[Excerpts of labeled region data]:
(begin)
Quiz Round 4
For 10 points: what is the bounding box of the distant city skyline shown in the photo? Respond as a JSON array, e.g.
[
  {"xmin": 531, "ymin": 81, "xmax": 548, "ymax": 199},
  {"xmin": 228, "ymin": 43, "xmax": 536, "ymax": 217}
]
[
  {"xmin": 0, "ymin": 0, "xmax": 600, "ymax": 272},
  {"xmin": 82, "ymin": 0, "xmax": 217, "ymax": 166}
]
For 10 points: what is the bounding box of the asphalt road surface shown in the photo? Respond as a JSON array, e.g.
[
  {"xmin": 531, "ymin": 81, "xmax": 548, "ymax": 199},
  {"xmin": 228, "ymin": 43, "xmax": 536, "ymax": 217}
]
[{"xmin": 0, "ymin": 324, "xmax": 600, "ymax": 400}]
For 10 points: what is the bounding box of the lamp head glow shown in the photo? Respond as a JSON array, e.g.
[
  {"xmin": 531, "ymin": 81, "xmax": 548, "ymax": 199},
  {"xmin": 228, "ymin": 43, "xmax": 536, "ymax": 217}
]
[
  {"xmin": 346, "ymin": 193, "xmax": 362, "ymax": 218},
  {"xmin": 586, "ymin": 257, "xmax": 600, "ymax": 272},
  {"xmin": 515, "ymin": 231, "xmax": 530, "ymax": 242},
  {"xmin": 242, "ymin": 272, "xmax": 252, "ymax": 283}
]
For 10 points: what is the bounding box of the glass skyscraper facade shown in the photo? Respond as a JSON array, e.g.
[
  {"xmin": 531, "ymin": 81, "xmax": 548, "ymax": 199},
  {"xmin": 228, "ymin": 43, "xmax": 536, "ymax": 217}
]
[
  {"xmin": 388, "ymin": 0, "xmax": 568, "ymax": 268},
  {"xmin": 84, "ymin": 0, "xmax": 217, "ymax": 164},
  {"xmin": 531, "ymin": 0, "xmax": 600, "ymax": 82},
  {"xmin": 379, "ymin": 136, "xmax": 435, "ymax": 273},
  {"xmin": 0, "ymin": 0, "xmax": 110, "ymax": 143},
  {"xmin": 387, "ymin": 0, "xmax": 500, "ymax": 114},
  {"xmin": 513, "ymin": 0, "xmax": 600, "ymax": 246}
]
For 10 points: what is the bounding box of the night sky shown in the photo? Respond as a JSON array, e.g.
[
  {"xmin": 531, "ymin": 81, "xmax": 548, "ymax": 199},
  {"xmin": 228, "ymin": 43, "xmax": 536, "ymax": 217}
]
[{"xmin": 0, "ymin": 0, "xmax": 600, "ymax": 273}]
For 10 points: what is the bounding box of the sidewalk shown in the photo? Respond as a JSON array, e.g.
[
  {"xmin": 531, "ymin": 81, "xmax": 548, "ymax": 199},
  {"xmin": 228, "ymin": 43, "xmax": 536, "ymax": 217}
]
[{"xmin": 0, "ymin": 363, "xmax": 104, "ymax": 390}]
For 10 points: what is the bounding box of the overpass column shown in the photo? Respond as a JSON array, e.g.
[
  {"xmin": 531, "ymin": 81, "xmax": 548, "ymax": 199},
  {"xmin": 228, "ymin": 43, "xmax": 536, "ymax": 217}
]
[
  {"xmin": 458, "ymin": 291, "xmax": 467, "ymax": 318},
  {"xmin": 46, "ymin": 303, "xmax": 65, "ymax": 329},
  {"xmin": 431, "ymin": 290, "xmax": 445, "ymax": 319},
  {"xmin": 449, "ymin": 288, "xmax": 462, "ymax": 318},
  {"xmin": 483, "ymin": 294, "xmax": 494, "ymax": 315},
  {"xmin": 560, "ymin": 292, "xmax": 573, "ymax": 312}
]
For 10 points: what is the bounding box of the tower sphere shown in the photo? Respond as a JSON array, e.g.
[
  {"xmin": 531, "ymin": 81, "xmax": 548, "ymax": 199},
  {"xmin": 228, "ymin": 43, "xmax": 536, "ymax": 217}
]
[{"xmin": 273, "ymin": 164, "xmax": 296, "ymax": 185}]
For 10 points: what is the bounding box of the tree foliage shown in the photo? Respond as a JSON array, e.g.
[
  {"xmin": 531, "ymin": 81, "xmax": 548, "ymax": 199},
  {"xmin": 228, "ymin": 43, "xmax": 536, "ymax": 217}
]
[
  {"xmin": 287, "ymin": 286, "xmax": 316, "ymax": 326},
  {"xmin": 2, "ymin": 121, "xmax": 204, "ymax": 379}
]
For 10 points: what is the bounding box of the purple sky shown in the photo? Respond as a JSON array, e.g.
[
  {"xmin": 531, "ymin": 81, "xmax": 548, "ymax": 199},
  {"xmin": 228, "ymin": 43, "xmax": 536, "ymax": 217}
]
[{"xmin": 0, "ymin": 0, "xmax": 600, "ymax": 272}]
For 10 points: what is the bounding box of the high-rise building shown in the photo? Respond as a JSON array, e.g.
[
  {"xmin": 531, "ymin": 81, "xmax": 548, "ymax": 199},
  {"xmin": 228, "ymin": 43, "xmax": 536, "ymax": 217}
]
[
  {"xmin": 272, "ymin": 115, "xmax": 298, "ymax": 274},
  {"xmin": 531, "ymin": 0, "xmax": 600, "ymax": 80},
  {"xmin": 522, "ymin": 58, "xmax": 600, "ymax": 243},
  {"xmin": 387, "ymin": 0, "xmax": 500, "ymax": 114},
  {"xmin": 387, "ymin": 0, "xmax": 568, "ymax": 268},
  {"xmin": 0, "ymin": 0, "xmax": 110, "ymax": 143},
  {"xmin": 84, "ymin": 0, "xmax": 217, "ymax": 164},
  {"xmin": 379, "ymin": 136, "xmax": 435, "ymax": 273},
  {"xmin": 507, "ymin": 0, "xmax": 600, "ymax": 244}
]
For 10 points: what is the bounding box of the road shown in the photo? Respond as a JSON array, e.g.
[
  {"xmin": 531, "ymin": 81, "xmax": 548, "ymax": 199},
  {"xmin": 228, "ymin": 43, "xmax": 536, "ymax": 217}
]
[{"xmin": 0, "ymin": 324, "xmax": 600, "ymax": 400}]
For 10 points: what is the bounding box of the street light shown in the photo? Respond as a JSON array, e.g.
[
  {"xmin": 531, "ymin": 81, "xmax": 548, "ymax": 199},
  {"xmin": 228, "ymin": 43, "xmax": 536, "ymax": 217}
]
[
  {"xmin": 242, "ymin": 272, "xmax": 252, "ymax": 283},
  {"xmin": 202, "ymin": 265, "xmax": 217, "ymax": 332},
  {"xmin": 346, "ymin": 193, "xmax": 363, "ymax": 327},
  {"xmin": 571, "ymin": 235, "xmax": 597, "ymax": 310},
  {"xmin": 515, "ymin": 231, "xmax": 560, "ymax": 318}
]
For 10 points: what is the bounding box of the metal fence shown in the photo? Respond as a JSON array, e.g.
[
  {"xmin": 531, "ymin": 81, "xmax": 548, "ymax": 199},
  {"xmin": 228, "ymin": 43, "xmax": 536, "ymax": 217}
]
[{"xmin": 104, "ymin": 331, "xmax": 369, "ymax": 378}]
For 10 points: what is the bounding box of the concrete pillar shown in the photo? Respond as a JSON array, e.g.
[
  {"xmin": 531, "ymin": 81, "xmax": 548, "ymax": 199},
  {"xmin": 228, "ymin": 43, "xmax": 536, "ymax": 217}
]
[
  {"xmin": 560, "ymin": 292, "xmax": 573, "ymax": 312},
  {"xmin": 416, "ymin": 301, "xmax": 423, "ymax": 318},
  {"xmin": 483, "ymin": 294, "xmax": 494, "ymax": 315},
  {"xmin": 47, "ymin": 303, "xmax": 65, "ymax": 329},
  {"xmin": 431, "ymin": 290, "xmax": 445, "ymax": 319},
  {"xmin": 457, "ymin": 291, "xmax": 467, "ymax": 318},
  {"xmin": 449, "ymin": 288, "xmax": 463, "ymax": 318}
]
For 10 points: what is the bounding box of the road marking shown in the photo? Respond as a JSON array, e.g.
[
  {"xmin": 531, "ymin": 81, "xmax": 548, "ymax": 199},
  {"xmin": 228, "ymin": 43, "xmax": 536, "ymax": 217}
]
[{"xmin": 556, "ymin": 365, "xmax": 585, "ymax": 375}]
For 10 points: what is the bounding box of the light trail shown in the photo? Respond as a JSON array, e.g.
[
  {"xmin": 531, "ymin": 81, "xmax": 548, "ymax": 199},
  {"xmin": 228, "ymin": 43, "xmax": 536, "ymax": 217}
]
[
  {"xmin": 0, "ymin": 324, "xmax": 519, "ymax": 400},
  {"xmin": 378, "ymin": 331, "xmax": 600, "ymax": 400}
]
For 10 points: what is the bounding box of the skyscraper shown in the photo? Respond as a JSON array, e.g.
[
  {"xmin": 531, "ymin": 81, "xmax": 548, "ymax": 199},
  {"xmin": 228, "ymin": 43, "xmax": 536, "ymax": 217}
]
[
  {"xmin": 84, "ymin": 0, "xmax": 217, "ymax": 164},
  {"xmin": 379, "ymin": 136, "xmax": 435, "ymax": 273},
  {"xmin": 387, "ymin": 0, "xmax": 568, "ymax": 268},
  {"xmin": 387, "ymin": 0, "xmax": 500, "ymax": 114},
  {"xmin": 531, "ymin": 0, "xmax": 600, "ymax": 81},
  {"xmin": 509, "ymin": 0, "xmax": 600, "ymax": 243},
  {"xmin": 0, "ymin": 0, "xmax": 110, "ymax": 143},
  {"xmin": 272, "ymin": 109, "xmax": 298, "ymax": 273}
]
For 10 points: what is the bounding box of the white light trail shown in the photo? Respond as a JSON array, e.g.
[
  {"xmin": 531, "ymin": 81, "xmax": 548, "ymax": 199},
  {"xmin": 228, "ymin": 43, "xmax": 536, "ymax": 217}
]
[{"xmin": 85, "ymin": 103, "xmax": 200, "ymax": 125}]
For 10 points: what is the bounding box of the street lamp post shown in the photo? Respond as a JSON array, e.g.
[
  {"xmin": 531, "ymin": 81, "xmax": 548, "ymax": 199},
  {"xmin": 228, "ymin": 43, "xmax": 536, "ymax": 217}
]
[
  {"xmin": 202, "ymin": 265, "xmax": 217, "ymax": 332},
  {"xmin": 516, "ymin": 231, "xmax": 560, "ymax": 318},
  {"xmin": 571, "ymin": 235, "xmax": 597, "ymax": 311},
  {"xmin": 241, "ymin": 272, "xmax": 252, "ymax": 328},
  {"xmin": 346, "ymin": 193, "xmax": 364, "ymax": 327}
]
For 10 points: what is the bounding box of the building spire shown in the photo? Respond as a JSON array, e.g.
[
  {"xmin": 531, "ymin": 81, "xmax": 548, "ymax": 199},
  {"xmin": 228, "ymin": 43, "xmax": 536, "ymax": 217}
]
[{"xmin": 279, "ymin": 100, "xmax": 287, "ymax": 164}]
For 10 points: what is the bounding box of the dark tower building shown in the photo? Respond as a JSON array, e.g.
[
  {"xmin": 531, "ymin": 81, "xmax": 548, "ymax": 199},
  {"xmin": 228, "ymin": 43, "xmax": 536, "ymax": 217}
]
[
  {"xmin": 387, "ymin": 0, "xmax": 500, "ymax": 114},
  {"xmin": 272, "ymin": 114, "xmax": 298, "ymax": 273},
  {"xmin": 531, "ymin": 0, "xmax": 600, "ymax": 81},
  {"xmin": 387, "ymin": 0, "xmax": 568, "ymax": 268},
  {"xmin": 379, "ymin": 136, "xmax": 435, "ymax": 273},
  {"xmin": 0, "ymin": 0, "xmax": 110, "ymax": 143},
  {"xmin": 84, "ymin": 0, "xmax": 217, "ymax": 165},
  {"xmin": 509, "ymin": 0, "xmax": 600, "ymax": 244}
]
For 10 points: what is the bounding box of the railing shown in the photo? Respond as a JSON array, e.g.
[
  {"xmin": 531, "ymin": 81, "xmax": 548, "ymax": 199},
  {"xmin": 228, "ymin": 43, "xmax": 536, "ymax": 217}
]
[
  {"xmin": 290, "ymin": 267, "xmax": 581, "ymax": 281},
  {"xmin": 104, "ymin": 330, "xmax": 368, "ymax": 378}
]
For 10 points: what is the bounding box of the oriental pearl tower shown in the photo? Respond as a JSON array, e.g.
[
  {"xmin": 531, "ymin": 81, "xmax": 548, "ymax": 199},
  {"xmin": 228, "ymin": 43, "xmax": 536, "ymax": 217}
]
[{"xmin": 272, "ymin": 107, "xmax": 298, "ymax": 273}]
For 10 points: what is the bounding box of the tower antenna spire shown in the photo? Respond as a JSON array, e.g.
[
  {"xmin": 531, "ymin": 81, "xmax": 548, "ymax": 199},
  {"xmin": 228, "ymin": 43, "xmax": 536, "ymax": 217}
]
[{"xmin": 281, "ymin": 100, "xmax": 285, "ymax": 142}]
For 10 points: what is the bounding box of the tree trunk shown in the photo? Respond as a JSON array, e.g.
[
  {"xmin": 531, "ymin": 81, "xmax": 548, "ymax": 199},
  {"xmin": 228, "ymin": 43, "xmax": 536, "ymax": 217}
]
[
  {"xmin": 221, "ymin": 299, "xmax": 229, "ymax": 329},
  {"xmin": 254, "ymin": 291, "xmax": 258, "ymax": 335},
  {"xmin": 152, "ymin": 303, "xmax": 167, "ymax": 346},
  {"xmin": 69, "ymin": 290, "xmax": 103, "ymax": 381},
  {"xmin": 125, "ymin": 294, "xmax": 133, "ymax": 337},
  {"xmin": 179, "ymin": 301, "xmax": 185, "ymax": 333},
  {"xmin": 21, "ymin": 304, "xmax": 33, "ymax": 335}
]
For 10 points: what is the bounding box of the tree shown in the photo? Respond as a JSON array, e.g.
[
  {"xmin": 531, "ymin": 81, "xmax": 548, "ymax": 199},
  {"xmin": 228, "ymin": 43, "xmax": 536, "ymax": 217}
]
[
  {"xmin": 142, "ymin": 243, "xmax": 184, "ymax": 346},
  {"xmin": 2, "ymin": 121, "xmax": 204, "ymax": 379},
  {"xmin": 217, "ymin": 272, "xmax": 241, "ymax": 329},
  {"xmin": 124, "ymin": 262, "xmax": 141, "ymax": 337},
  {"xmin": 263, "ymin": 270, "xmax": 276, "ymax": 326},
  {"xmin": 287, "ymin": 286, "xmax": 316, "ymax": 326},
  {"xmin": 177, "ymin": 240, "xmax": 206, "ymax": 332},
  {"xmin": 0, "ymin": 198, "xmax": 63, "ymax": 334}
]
(end)
[PROBLEM TO SOLVE]: Gather every line from the listing above that contains the word "tower", and copy each one out.

[SOLUTION]:
For 10 points: what is the bounding box of the tower sphere shown in the photo? Respond as a JSON array, e.g.
For 10 points: what is the bounding box of the dark tower building shown in the photo? Respond as a JSON array, e.g.
For 10 points: what is the bounding box of the oriental pearl tower shown in the photo? Respond as a JSON array, e.g.
For 10 points: what is the bounding box of the tower antenna spire shown in the photo? Respond as a JSON array, e.g.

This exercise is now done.